- **Activity**:
Out of the lines below, please list those that hold the string "harness".
===============
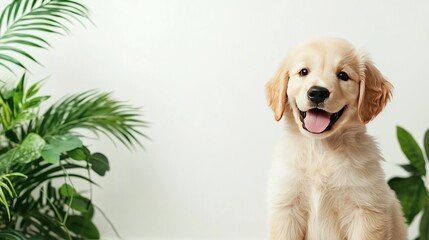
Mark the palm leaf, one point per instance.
(22, 20)
(94, 111)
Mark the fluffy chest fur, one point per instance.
(324, 178)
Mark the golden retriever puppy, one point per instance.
(326, 181)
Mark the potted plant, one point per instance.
(412, 191)
(42, 153)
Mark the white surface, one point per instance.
(199, 69)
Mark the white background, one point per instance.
(199, 68)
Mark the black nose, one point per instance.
(318, 94)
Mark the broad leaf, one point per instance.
(83, 227)
(411, 192)
(81, 204)
(424, 224)
(58, 145)
(411, 149)
(29, 150)
(68, 191)
(81, 153)
(99, 163)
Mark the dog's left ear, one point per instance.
(375, 92)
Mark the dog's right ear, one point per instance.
(275, 91)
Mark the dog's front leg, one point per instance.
(287, 222)
(366, 224)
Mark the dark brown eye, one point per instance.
(343, 76)
(303, 72)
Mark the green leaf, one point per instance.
(411, 149)
(29, 150)
(426, 144)
(99, 163)
(9, 234)
(34, 102)
(83, 227)
(81, 204)
(424, 224)
(411, 192)
(67, 190)
(81, 153)
(58, 145)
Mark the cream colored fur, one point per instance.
(330, 186)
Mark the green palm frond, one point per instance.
(22, 20)
(94, 111)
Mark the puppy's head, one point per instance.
(326, 85)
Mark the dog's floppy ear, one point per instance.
(275, 91)
(375, 92)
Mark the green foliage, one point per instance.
(38, 151)
(412, 191)
(22, 21)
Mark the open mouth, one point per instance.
(318, 121)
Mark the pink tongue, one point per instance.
(316, 120)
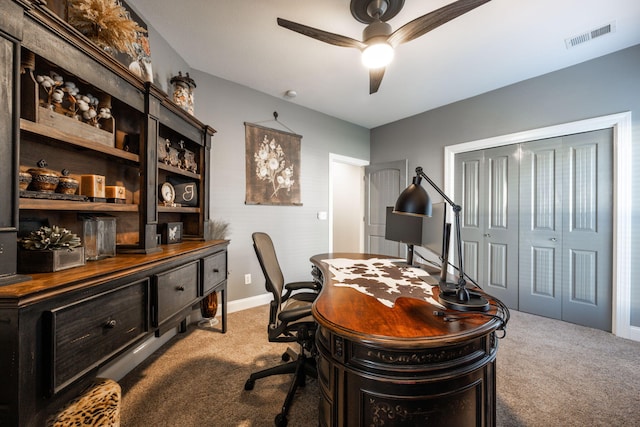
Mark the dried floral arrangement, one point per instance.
(65, 98)
(51, 238)
(107, 23)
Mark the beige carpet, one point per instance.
(549, 373)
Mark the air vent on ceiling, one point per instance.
(590, 35)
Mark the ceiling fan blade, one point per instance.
(375, 78)
(432, 20)
(323, 36)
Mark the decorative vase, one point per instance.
(183, 91)
(208, 309)
(43, 180)
(25, 180)
(67, 184)
(47, 261)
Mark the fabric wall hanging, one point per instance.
(272, 166)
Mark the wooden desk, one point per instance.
(388, 355)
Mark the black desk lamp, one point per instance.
(414, 200)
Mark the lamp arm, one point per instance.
(456, 212)
(421, 174)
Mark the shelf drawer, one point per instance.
(175, 290)
(86, 333)
(214, 269)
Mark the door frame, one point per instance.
(621, 256)
(337, 158)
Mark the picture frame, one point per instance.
(272, 166)
(171, 233)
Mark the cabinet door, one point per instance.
(86, 333)
(214, 271)
(175, 290)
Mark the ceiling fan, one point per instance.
(378, 38)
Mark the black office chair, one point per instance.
(290, 320)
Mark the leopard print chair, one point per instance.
(98, 405)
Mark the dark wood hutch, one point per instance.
(57, 329)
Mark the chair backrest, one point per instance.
(274, 280)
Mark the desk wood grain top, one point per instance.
(409, 322)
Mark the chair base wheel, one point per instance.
(281, 420)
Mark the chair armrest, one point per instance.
(294, 314)
(294, 286)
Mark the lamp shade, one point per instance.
(414, 200)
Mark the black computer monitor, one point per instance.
(405, 229)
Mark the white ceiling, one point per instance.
(497, 44)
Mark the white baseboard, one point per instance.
(118, 368)
(247, 303)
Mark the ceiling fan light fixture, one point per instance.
(377, 55)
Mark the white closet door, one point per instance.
(488, 186)
(566, 228)
(587, 236)
(383, 184)
(541, 228)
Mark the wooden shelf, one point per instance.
(178, 171)
(73, 140)
(181, 209)
(64, 205)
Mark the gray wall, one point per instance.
(607, 85)
(296, 231)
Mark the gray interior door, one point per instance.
(566, 228)
(488, 186)
(541, 228)
(383, 184)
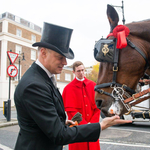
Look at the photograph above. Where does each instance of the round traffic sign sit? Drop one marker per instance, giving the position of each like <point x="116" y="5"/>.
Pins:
<point x="12" y="70"/>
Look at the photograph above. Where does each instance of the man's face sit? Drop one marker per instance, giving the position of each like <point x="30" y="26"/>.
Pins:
<point x="79" y="72"/>
<point x="54" y="62"/>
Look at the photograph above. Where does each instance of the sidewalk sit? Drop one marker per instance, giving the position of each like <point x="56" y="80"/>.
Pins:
<point x="3" y="120"/>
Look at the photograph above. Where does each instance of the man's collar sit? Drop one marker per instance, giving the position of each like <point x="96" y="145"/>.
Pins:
<point x="80" y="79"/>
<point x="41" y="65"/>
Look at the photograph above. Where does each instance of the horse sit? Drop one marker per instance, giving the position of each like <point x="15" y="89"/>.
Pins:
<point x="124" y="59"/>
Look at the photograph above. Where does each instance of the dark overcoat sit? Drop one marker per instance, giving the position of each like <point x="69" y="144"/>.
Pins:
<point x="41" y="115"/>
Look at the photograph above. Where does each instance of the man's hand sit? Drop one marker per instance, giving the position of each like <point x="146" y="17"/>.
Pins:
<point x="110" y="121"/>
<point x="70" y="122"/>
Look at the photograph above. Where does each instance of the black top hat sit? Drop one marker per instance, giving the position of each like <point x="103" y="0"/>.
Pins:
<point x="56" y="38"/>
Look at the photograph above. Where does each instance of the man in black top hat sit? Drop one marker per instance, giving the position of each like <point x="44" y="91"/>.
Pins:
<point x="40" y="110"/>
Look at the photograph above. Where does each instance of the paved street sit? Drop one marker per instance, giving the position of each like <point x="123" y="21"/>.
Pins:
<point x="125" y="137"/>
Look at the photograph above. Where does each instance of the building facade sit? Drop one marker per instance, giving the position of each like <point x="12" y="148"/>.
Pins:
<point x="16" y="35"/>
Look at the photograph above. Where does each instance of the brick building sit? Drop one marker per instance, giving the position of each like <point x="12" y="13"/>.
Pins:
<point x="18" y="35"/>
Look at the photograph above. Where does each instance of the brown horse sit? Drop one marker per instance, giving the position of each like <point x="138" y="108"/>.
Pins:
<point x="130" y="63"/>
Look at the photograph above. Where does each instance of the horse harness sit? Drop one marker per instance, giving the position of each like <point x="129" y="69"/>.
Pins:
<point x="105" y="50"/>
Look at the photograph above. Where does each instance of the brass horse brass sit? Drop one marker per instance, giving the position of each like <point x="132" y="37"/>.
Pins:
<point x="105" y="49"/>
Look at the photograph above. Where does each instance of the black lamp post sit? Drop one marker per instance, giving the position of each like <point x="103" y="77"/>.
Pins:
<point x="122" y="7"/>
<point x="23" y="58"/>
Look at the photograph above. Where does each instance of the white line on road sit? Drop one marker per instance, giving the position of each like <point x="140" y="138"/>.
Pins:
<point x="5" y="147"/>
<point x="129" y="130"/>
<point x="133" y="145"/>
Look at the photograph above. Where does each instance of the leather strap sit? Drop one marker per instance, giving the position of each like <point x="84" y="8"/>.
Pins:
<point x="135" y="96"/>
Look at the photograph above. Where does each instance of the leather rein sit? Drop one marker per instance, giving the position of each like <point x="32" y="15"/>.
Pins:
<point x="120" y="91"/>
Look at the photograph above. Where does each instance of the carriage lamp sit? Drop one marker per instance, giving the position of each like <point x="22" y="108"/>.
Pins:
<point x="23" y="59"/>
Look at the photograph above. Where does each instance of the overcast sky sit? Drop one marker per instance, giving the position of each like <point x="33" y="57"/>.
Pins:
<point x="87" y="18"/>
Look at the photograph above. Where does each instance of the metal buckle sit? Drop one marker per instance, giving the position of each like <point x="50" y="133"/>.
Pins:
<point x="124" y="86"/>
<point x="115" y="69"/>
<point x="134" y="97"/>
<point x="101" y="91"/>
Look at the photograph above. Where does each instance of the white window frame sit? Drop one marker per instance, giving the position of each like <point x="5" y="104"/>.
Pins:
<point x="67" y="77"/>
<point x="33" y="38"/>
<point x="19" y="49"/>
<point x="33" y="54"/>
<point x="16" y="77"/>
<point x="19" y="32"/>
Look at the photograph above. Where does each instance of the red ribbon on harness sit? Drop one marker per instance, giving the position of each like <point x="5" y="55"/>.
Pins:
<point x="120" y="32"/>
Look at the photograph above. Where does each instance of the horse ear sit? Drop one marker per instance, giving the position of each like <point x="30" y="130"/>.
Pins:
<point x="112" y="16"/>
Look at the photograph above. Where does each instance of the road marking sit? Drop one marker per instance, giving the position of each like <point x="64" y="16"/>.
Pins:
<point x="129" y="130"/>
<point x="124" y="144"/>
<point x="5" y="147"/>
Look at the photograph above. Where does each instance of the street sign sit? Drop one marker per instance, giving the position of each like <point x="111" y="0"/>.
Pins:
<point x="12" y="56"/>
<point x="12" y="70"/>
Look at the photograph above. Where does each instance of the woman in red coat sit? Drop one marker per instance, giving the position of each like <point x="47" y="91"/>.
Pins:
<point x="78" y="96"/>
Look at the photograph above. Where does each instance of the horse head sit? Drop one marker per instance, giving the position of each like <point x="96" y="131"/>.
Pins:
<point x="122" y="68"/>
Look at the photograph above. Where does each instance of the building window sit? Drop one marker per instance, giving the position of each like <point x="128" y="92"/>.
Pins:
<point x="67" y="77"/>
<point x="31" y="25"/>
<point x="33" y="54"/>
<point x="58" y="76"/>
<point x="19" y="32"/>
<point x="17" y="19"/>
<point x="33" y="38"/>
<point x="18" y="49"/>
<point x="19" y="72"/>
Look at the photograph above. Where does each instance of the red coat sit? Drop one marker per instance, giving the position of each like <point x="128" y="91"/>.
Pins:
<point x="78" y="96"/>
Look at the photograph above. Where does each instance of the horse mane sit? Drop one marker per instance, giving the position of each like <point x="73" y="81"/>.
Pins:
<point x="140" y="29"/>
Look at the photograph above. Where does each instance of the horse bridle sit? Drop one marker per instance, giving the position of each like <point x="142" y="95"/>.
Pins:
<point x="118" y="89"/>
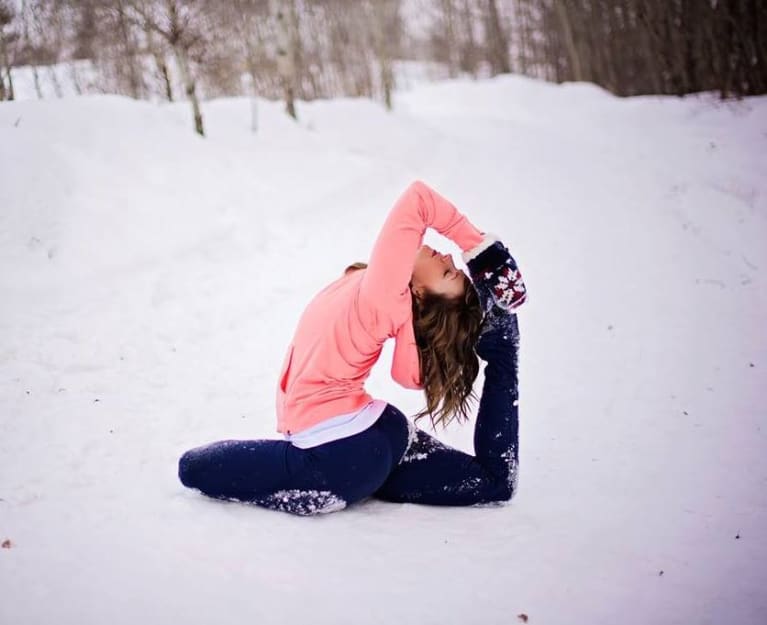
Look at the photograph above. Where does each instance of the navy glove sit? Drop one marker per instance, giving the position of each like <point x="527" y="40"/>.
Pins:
<point x="496" y="276"/>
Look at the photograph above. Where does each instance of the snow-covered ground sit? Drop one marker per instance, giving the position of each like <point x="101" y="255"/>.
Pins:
<point x="150" y="281"/>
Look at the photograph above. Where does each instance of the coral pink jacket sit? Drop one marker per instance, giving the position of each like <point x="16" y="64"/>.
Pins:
<point x="342" y="331"/>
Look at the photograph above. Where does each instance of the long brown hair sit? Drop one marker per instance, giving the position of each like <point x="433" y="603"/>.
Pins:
<point x="446" y="331"/>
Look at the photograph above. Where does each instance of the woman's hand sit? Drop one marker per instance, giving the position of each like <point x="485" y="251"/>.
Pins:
<point x="496" y="276"/>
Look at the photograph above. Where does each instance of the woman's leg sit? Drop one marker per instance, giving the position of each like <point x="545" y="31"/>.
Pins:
<point x="277" y="475"/>
<point x="433" y="473"/>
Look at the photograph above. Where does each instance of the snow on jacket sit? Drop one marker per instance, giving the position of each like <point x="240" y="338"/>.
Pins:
<point x="342" y="331"/>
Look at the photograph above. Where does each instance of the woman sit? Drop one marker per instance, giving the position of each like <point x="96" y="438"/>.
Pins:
<point x="342" y="445"/>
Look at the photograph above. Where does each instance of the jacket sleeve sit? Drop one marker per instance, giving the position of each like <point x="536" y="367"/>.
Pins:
<point x="405" y="366"/>
<point x="385" y="298"/>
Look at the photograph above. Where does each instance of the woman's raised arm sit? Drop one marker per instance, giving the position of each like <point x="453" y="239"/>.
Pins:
===============
- **Result**:
Look at the photograph above. Where does each instance of the horse harness sit? Drop one marker per instance, giving the position of each like <point x="129" y="69"/>.
Look at the photograph above. Where does each instance of the red ribbon on harness sit? Drop one marker per instance, giving the position of each like <point x="5" y="55"/>.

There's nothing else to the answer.